Required work: Reproduce the listing below verbatim, keeping every line in its original order.

Data excerpts:
***

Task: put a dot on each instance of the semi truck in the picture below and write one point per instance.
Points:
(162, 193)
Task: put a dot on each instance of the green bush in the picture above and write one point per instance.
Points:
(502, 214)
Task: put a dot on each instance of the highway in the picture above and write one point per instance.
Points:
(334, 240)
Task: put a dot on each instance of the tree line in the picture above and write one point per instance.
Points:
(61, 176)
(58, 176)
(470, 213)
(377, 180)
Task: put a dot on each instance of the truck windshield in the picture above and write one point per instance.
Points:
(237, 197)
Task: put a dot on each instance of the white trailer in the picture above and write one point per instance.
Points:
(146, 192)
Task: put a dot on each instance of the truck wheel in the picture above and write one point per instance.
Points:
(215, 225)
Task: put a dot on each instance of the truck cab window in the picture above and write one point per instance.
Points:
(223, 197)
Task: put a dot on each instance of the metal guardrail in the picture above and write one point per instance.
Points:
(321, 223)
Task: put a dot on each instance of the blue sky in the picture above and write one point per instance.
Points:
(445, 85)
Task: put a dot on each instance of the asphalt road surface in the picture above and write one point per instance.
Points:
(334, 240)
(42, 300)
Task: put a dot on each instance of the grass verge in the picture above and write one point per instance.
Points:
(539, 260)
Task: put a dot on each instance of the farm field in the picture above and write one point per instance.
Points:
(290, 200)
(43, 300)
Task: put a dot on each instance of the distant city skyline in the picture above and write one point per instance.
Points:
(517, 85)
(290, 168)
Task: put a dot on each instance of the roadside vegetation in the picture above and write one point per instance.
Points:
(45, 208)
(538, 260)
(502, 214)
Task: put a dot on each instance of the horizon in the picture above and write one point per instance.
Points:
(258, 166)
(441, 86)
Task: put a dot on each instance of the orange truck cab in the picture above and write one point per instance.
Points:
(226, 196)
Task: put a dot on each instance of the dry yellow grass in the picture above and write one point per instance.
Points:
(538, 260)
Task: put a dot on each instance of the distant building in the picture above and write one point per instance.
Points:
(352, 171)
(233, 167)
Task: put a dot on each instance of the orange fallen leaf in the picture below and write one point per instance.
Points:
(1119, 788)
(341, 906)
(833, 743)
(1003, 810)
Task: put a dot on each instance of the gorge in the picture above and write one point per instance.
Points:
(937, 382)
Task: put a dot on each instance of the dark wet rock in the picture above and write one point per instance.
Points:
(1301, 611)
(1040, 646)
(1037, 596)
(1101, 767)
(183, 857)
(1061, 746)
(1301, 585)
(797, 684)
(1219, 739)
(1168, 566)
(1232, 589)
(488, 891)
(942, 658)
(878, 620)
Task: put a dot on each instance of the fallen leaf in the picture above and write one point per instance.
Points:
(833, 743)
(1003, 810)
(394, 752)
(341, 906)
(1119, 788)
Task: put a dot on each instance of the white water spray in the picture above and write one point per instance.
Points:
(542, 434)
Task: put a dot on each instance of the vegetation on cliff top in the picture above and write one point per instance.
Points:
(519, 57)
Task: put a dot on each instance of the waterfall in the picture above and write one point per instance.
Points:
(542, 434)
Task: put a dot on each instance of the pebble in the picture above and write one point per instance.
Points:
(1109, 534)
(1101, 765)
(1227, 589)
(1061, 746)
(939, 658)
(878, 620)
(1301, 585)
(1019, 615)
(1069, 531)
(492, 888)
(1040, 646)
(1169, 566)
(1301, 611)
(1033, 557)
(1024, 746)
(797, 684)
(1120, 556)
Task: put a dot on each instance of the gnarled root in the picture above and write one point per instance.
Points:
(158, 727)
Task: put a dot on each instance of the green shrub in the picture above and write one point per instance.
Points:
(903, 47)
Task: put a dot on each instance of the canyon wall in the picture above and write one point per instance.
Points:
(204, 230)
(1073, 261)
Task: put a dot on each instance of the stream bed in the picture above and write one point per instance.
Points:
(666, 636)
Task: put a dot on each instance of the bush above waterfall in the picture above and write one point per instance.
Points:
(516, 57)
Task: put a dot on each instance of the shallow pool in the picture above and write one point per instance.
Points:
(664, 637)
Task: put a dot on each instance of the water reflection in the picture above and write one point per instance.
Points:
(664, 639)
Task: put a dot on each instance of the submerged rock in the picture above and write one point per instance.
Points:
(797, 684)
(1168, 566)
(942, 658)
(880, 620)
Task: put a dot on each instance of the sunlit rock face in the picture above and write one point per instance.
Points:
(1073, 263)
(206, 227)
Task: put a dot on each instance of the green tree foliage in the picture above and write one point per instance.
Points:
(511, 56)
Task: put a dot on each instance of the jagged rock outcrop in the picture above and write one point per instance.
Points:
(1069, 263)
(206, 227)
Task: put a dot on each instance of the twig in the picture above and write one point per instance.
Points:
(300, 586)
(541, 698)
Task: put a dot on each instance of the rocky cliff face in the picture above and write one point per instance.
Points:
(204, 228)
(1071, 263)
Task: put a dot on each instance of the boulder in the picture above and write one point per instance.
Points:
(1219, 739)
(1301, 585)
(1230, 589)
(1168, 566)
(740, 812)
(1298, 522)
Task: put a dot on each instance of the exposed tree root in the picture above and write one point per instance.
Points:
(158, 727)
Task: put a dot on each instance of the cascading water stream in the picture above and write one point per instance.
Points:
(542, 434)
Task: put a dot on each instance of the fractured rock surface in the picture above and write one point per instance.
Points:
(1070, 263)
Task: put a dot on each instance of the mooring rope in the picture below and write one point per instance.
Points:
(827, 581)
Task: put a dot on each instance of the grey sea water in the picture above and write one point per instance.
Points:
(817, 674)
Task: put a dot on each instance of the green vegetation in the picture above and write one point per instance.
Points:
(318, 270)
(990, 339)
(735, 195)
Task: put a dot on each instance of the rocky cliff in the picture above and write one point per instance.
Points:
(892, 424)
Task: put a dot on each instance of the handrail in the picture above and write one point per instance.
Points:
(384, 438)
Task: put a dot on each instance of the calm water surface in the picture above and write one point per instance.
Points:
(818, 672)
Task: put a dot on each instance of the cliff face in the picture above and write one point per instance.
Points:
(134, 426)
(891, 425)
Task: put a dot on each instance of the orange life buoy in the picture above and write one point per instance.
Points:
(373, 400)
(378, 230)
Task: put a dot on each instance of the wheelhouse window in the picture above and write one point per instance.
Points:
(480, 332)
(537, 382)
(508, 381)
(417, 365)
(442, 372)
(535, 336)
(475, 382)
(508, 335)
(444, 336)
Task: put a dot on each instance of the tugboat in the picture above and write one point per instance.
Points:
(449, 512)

***

Exercise answer:
Task: put a dot on each instance of the semi truck in the picture below and write one point per instance.
Points:
(162, 193)
Task: put a dot on each instance of the green bush in the picture above and write one point per instance.
Points:
(502, 214)
Task: put a dot on each instance of the highway in the picture above and write one point per instance.
Points:
(334, 240)
Task: put a dot on each instance of the tree line in the picture above and write one point per instance.
Points:
(61, 176)
(58, 176)
(470, 213)
(377, 180)
Task: put a dot on each instance of the truck windshield in the picture above and write one point per instance.
Points:
(237, 197)
Task: put a dot on each instance of the white trailer in the picture above and write one point per instance.
Points:
(146, 192)
Task: put a dot on each instance of the truck wheel in the picture above and write one point per instance.
Points:
(215, 225)
Task: put a dot on each instance of the truck cab window in the picture above and write one point per instance.
Points:
(223, 197)
Task: put a dot on each instance of the metal guardrail in the picture above and write one point per instance.
Points:
(321, 223)
Task: put a dot on each instance of the blue sky in the picture above and write one point per instance.
Points:
(445, 85)
Task: put a dot on each instance of the asphalt road surface in the picture above and write one point per instance.
Points:
(334, 240)
(42, 300)
Task: put a dot on each instance of the grass verge in the picture above and write one point per instance.
Points:
(539, 260)
Task: put a dot on each instance of the farm field in the picture above and write one point per instance.
Points:
(290, 200)
(43, 300)
Task: put a dot on each instance of the distant city skyline in the picture above and write one point per instance.
Points:
(517, 85)
(290, 168)
Task: put a dot on each instance of the roadside vegetation in the picture above and write one point per instance.
Points:
(45, 208)
(538, 260)
(502, 214)
Task: put a dot on each instance of the horizon in the picture above and write one point per instance.
Points:
(258, 166)
(441, 86)
Task: put a dot on each instance of the orange truck cab in the picture above and write one point per instance.
Points:
(226, 196)
Task: put a dot on each instance of the dry yellow grass in the picture above and write one point per instance.
Points:
(538, 260)
Task: put a dot on each instance of the distant building in the picture above and write one point per instance.
Points:
(352, 171)
(233, 167)
Task: put a dot on each instance of the orange fallen leaf in the picture below and write one point per instance.
Points:
(1119, 788)
(341, 906)
(833, 743)
(1003, 810)
Task: put a dot on each instance of the gorge in the picture above and write one point per instance.
Points:
(937, 382)
Task: put a dot on each instance of the dark wet rock in the picture above and write one point per instance.
Points:
(1301, 611)
(1040, 646)
(1037, 596)
(1101, 767)
(183, 857)
(1061, 746)
(1301, 585)
(797, 684)
(1219, 739)
(1168, 566)
(1232, 589)
(488, 891)
(942, 658)
(878, 620)
Task: put a dot on each instance of the fallen leaf in the picture above and write one point per instance.
Points:
(833, 743)
(1003, 810)
(394, 752)
(341, 906)
(1119, 788)
Task: put a dot on each instance of the white water spray in the picture above and write one point per instance.
Points:
(542, 434)
Task: put a dot on each instance of the vegetation on cliff top in the picture above and write one point per instance.
Points:
(519, 57)
Task: put a dot on each instance of the waterfall in the picture above and write one point per instance.
Points:
(542, 434)
Task: put a dot on each instance of the pebble in the picture above and write one point per instance.
Points:
(1109, 534)
(1101, 765)
(1227, 589)
(1061, 746)
(939, 658)
(878, 620)
(1301, 585)
(1019, 615)
(1069, 531)
(492, 888)
(1040, 646)
(1169, 566)
(1301, 611)
(1033, 557)
(1024, 746)
(797, 684)
(1120, 556)
Task: put a dot on each instance of the gnarled root in the picture above and write one point per instance.
Points:
(158, 727)
Task: put a dot on each instance of the green shrub in the picture above and write one point per instance.
Points:
(903, 47)
Task: put a dot on each instance of the canyon wall in the picture above and write one point per instance.
Points:
(204, 230)
(1073, 261)
Task: put a dot on each instance of the stream bed in the picture above and write one point per instance.
Points:
(666, 636)
Task: put a dot on each instance of the bush above waterfall in the picture above and write one point per instance.
Points:
(516, 57)
Task: put a dot on each instance of the shallow pool in the picture above and write one point per instance.
Points:
(664, 637)
Task: put a dot on each instance of the water reflection in the picture above and write one point per instance.
Points:
(664, 639)
Task: put a dot on each instance of the submerged rock in the picture above and write one point per instance.
Points:
(797, 684)
(1168, 566)
(942, 658)
(880, 620)
Task: put a dot on each instance of the sunlit rock face in the picture above and write one point per instance.
Points:
(1073, 263)
(206, 227)
Task: put a dot on each instance of the green tree foliage in the picture above and write one point per instance.
Points:
(511, 56)
Task: put a dot on each instance of the jagged rock outcrop in the picture above and write one point per instance.
Points:
(1069, 263)
(206, 227)
Task: put a dot on each instance of the twig in the picture above and write one point per instance.
Points:
(300, 586)
(541, 698)
Task: put a dot on each instance of the rocky cliff face in the picture above and write one point per instance.
Points:
(204, 228)
(1071, 263)
Task: put a dot on each instance of the boulder in the picture above and write one point per instance.
Points:
(1219, 739)
(1301, 585)
(1230, 589)
(1168, 566)
(740, 812)
(1298, 522)
Task: put a dot on each instance of the exposed tree root in the picture above and write one point per instance.
Points:
(158, 727)
Task: put a dot on each instance of the cascading water stream in the picture above and write one point per instance.
Points:
(542, 434)
Task: put a dot on each instance of the fractured rock surface in the picture above and write one point per instance.
Points:
(1070, 263)
Task: put a dot on each instance of the mooring rope in the picture below and write one point per instance.
Points:
(827, 581)
Task: put a dot on each instance of the grey sea water in the picture above and write one point per instance.
Points:
(817, 674)
Task: put a dot on each instance of the green vegetation in the picture above and write one point per instance.
Points:
(318, 270)
(990, 339)
(735, 195)
Task: put a dot on each instance of the rocky cliff in the picture above and write one point per instance.
Points:
(892, 424)
Task: put a dot on each instance of the handrail in the picture above and write one point per instance.
Points:
(384, 438)
Task: put a dot on each instance of the calm water surface in the picture above and write one point per instance.
Points:
(818, 672)
Task: put a dot on each instance of the cliff face in the picture above and write one point per instance.
Points:
(134, 426)
(891, 425)
Task: put a dot on each instance of the orange life buoy in the picture above and write one point per instance.
Points:
(373, 400)
(378, 230)
Task: put a dot on each instance of the wheelhouse window in the picture above and write one point per instance.
Points:
(480, 332)
(537, 382)
(508, 381)
(417, 365)
(442, 372)
(535, 336)
(475, 382)
(508, 335)
(444, 336)
Task: put a dot on each instance of the tugboat in the picture above and write one point per instance.
Points:
(449, 512)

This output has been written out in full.